Extrait:

================

La Chronique Agora

Alerte rouge sur la liquidité ! (1/2)

Quand les systèmes financiers sont étroitement connectés, la chute d’un petit composant de l’un peut assez vite provoquer d’importants dégâts partout ailleurs.

Les ouragans sont une menace réelle dans certaines régions. Pourtant, ils surviennent toujours durant la saison des ouragans, qui court de juin à novembre dans l’hémisphère nord.

De la même manière, les incendies de forêt sont une menace, mais ils surviennent généralement durant les périodes où les conditions de sécheresse et les vents forts concourent à rendre, sans surprise, les forêts inflammables.

Dit autrement, il est impossible de prédire les dates exactes auxquelles surviendront certaines catastrophes, mais elles sont généralement liées à certaines saisons et conditions.

================

[Lignes de données]

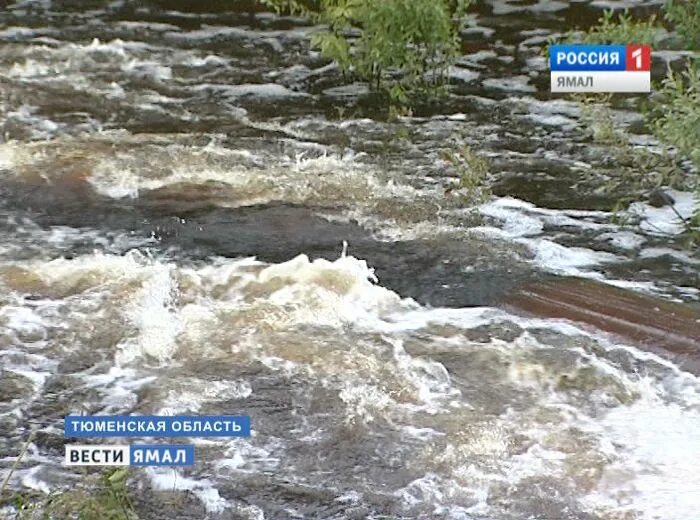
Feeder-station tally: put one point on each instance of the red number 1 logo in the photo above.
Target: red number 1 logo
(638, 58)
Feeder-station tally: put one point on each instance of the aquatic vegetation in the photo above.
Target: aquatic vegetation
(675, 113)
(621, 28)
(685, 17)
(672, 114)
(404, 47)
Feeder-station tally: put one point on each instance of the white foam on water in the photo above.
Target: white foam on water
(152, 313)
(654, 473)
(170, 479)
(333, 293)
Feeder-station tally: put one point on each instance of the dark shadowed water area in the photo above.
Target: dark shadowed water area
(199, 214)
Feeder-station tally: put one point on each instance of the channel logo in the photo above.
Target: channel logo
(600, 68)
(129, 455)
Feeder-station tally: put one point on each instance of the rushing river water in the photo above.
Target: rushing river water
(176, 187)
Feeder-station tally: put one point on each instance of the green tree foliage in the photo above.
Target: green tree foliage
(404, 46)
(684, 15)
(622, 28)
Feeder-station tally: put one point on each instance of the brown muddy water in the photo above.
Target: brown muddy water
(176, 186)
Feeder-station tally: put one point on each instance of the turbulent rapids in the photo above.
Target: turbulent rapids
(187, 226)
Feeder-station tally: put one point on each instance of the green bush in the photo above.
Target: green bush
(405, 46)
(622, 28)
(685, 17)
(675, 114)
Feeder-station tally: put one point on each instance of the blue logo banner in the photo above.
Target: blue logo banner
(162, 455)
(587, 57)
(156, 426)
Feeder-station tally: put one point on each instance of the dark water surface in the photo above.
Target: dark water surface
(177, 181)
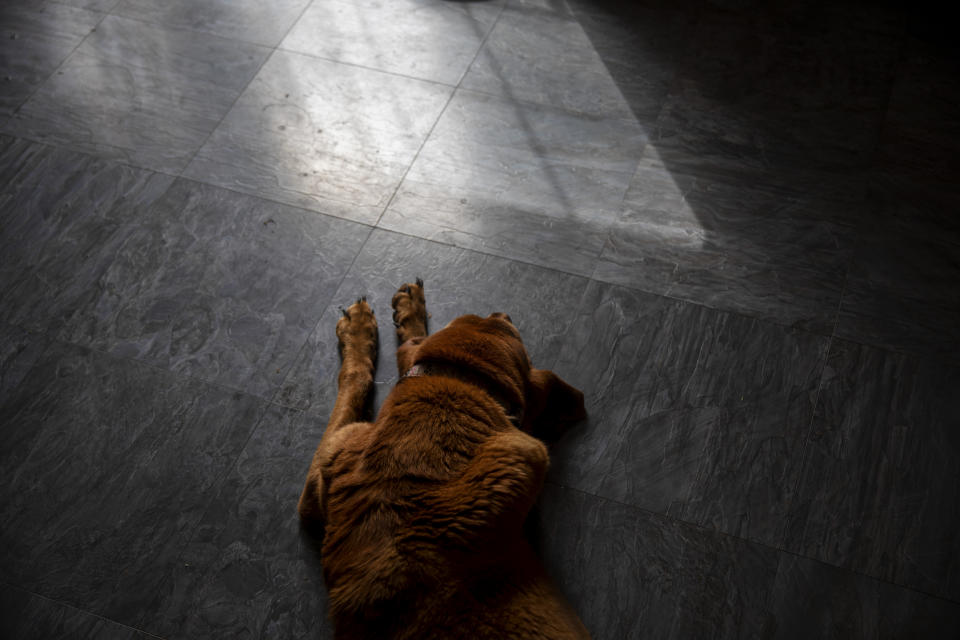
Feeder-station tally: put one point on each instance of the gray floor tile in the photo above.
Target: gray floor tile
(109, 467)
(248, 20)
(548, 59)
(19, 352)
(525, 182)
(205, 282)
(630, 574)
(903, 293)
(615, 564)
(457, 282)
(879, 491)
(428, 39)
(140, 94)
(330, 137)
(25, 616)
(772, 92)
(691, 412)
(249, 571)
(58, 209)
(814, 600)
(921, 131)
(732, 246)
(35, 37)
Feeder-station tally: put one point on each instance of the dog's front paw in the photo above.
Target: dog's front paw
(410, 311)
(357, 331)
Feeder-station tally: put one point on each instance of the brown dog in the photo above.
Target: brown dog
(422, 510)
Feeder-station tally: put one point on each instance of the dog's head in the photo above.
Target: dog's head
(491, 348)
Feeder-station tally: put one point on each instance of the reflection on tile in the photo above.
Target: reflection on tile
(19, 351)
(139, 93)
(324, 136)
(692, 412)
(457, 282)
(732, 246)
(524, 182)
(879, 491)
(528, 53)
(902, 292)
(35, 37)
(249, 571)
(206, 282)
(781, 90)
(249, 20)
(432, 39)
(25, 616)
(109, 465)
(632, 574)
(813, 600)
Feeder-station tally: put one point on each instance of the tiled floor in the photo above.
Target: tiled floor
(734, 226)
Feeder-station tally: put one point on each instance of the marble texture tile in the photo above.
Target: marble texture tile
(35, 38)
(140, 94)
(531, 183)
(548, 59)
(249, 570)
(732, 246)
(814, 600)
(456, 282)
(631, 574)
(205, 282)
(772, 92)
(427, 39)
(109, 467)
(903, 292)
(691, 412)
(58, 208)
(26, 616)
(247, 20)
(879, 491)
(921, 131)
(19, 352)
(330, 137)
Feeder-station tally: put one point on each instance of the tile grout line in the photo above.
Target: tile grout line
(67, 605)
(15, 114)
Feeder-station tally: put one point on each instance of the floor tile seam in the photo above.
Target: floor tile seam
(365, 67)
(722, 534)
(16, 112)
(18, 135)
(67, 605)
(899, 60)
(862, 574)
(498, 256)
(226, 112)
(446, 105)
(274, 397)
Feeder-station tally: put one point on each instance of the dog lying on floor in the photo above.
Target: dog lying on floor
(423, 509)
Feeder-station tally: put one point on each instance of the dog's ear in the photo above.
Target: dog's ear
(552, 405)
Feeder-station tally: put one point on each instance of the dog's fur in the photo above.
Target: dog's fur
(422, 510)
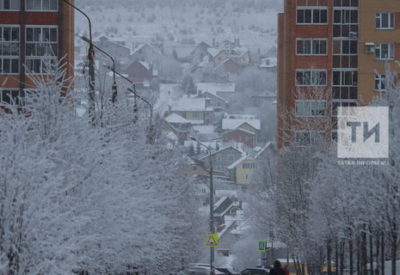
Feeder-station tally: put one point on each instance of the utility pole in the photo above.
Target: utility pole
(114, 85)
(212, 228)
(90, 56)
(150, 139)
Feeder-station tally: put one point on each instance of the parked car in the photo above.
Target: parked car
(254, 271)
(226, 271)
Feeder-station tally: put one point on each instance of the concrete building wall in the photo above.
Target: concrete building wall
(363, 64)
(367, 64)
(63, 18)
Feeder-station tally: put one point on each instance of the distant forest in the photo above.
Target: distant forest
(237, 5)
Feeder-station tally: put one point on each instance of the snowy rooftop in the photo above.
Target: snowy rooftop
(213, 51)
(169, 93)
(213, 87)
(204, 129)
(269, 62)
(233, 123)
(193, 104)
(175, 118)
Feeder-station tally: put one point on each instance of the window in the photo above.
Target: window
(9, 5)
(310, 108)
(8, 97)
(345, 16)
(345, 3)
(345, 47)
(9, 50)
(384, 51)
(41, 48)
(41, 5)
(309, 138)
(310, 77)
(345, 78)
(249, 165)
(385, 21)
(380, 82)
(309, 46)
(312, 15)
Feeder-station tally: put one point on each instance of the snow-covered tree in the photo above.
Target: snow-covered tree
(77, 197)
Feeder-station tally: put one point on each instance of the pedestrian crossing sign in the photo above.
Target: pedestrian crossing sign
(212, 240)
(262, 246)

================

Série d'exercices:
1 – Résumez l'extrait en deux phrases.
2 – Citez l'extrait en partant des mots « De la même manière, les » et en vous arrêtant après « les forêts inflammables. ».

Réponses dans l'ordre:
1 – Lorsque des systèmes financiers sont étroitement connectés, la chute d'un petit composant de l'un peut vite provoquer d'importants dégâts ailleurs. Comme les ouragans et les incendies de forêt, certaines catastrophes ne peuvent pas être prédites à une date exacte, mais elles sont généralement liées à certaines saisons et conditions.

2 –
De la même manière, les incendies de forêt sont une menace, mais ils surviennent généralement durant les périodes où les conditions de sécheresse et les vents forts concourent à rendre, sans surprise, les forêts inflammables.